What you have to do — Could you copy, word for word, only the lines from the one containing "If you could pin the dirt" through the last line of the records below, both included?

Supplied material —

---*---

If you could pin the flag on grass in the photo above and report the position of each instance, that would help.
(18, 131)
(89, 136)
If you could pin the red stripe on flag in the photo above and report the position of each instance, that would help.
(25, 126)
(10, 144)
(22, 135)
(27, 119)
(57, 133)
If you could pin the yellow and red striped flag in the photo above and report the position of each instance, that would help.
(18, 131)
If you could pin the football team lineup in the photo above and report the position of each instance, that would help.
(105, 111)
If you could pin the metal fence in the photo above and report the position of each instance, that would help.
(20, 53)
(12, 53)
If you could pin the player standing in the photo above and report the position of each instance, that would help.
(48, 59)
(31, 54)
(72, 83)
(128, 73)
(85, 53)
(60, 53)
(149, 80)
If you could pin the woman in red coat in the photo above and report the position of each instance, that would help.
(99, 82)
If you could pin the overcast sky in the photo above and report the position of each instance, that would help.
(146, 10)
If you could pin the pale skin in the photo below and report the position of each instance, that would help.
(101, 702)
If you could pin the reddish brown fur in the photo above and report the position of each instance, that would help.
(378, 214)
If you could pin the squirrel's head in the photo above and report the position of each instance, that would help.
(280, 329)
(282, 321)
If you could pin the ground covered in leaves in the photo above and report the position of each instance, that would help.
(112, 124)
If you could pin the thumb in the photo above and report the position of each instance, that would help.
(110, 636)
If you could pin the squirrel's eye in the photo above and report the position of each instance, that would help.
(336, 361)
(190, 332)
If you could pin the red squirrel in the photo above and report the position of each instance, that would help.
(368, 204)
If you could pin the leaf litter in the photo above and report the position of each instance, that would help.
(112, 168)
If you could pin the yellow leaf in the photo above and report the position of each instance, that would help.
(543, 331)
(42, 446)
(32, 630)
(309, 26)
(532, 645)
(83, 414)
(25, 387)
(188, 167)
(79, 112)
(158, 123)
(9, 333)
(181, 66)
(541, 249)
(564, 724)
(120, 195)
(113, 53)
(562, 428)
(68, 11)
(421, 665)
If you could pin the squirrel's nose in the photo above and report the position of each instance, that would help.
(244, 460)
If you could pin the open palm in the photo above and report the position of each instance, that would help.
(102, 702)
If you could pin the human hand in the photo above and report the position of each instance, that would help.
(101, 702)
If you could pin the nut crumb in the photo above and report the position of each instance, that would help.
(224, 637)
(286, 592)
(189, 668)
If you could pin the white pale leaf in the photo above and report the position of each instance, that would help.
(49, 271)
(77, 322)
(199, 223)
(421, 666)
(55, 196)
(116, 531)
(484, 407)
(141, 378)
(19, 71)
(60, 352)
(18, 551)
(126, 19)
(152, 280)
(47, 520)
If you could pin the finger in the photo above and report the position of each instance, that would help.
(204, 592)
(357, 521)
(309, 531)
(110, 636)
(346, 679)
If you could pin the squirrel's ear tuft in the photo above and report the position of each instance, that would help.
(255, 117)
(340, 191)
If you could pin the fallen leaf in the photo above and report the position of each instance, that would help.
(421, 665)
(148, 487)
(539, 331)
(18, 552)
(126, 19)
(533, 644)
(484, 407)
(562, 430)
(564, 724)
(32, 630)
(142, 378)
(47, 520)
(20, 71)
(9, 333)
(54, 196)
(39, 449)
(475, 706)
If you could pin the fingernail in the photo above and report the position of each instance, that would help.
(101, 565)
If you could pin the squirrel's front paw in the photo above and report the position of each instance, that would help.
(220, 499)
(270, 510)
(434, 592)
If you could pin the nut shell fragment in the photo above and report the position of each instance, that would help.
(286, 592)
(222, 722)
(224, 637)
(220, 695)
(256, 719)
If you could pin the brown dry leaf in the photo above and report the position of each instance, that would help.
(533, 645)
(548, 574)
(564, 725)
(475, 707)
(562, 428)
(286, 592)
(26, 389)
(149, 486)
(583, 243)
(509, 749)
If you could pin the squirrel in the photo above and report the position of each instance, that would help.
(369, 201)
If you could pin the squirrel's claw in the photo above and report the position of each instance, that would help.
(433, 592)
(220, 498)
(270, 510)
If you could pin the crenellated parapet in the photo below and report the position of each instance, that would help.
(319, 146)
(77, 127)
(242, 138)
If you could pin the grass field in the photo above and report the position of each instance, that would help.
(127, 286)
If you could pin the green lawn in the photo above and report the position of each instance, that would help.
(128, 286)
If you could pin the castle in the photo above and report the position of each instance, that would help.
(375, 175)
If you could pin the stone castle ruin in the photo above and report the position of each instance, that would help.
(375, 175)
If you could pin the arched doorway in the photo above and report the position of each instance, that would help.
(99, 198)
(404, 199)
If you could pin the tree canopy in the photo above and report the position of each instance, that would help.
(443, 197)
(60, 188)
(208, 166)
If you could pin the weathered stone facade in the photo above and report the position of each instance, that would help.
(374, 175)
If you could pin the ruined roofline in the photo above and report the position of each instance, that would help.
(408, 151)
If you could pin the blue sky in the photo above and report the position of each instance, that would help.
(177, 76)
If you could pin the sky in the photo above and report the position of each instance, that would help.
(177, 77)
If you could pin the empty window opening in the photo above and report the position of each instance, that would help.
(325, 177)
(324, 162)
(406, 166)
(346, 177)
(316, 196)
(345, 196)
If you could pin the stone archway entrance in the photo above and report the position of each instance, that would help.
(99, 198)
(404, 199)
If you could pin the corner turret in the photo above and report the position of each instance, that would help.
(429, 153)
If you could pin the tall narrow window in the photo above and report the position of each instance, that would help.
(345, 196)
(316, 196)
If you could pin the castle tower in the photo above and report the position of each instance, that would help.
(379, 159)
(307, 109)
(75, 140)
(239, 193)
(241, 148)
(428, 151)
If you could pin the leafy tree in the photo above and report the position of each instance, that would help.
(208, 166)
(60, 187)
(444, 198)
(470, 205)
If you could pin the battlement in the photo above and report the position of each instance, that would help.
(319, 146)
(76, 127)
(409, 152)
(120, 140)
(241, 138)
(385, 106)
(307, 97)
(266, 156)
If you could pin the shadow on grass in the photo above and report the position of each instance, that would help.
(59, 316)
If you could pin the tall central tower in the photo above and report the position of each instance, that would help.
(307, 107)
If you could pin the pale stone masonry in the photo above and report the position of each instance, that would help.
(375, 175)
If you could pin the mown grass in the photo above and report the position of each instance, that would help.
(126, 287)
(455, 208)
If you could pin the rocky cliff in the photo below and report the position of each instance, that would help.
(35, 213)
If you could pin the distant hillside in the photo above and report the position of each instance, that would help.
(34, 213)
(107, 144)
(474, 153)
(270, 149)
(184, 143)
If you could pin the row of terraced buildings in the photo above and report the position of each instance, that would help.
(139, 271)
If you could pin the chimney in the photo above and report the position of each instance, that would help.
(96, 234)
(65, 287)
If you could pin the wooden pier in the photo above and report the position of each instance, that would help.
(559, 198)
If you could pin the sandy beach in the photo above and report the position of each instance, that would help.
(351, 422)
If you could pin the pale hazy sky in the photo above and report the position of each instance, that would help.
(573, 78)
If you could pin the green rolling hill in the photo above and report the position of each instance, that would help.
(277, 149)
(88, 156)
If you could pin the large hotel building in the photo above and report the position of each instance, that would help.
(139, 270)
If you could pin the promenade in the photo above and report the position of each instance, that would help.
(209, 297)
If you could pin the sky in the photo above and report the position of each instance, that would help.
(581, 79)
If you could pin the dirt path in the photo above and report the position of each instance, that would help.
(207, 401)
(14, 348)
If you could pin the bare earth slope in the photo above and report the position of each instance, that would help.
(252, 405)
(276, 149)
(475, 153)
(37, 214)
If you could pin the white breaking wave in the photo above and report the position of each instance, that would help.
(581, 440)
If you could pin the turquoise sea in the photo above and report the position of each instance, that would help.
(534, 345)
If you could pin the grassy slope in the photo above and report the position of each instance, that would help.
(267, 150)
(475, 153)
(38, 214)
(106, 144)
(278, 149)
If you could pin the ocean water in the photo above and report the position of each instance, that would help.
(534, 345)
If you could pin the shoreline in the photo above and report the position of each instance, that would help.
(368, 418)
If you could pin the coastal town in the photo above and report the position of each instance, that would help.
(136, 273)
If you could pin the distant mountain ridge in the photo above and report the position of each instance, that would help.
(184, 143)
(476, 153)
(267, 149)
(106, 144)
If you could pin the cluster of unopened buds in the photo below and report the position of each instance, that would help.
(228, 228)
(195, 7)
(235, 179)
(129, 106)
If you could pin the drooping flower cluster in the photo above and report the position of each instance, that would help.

---*---

Task response —
If you could pin the dirt path in the photo above and report the position of each instance, that would help.
(207, 401)
(14, 348)
If you could pin the bare earth slope in the photo above and report the position of each instance, that would help.
(252, 405)
(276, 149)
(475, 153)
(37, 214)
If you could pin the white breaking wave in the photo above and report the position of each instance, that would help.
(581, 440)
If you could pin the turquoise sea in the photo above and report the position of each instance, that would help.
(534, 345)
If you could pin the grassy slope in the photo above and report the position of each instance, that would help.
(267, 150)
(475, 153)
(38, 214)
(106, 144)
(278, 149)
If you could pin the ocean water in the photo above and report the position of each instance, that would help.
(534, 345)
If you could pin the shoreline in the photo above and report the position of each instance, that would help.
(368, 418)
If you could pin the coastal town in the photo above and report the position of each instance, that would help.
(136, 273)
If you could pin the distant mountain ridge in the photo above and report the position of each instance, that would help.
(184, 143)
(476, 153)
(267, 149)
(106, 144)
If you could pin the cluster of unopened buds in the photo below and report the position of each instance, that would help.
(228, 228)
(195, 7)
(235, 179)
(129, 106)
If you could pin the drooping flower cluster in the photo above and report the position of each instance, that would help.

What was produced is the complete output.